• TASK GOAL: Give the data again exactly, stopping after the "Detect the metal" line.

• EXTRACTED ENTRIES:
+ + + +
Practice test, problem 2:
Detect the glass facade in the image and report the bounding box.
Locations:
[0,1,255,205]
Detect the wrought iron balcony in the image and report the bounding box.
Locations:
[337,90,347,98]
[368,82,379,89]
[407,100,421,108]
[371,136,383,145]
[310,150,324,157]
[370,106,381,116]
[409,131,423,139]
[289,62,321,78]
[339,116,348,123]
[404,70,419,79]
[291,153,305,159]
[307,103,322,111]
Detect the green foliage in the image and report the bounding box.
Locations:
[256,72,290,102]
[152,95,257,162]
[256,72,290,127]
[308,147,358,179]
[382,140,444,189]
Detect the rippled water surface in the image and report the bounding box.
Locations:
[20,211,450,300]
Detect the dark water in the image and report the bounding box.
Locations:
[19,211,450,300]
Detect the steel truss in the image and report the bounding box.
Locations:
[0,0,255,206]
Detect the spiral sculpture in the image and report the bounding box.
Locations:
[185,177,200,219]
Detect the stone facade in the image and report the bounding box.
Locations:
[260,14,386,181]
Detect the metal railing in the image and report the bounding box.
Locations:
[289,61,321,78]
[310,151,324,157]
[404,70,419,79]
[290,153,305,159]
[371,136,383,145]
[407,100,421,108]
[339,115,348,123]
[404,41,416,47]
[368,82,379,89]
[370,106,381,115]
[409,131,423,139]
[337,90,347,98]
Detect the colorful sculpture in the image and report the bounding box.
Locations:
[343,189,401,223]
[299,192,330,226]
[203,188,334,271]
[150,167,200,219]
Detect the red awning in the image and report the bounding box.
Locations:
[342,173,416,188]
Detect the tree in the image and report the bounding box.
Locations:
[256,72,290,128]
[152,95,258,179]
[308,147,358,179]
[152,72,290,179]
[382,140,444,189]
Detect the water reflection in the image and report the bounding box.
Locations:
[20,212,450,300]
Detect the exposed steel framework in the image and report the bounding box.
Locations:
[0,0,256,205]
+ + + +
• RESPONSE BOX:
Practice test, problem 2:
Detect the glass facade in the image and report the bounding box.
Locations:
[0,1,255,205]
Detect the wrought iron balcony in the image and report the bounding box.
Locations:
[337,90,347,98]
[368,82,379,89]
[407,100,421,108]
[371,136,383,145]
[310,150,324,157]
[370,106,381,116]
[409,131,423,139]
[289,62,321,78]
[339,116,348,123]
[404,70,419,79]
[291,153,305,159]
[307,103,322,111]
Detect the green foliage in the image and report the bounding box.
Locations:
[256,72,290,102]
[152,95,257,162]
[256,72,290,127]
[308,147,358,179]
[382,140,444,189]
Detect the rippled water surface in the image and report the bounding box.
Locations:
[20,211,450,300]
Detect the dark water in the image and report the bounding box.
Locations:
[19,211,450,300]
Detect the steel truss in the image and report the bounding box.
Locations:
[0,0,255,206]
Detect the spiral sculpture in the image and report the bounding box.
Locations:
[185,177,200,219]
Detect the stone facade in the image and report the bounding box.
Locations:
[260,14,386,181]
Detect the metal railing in the image and report the bounding box.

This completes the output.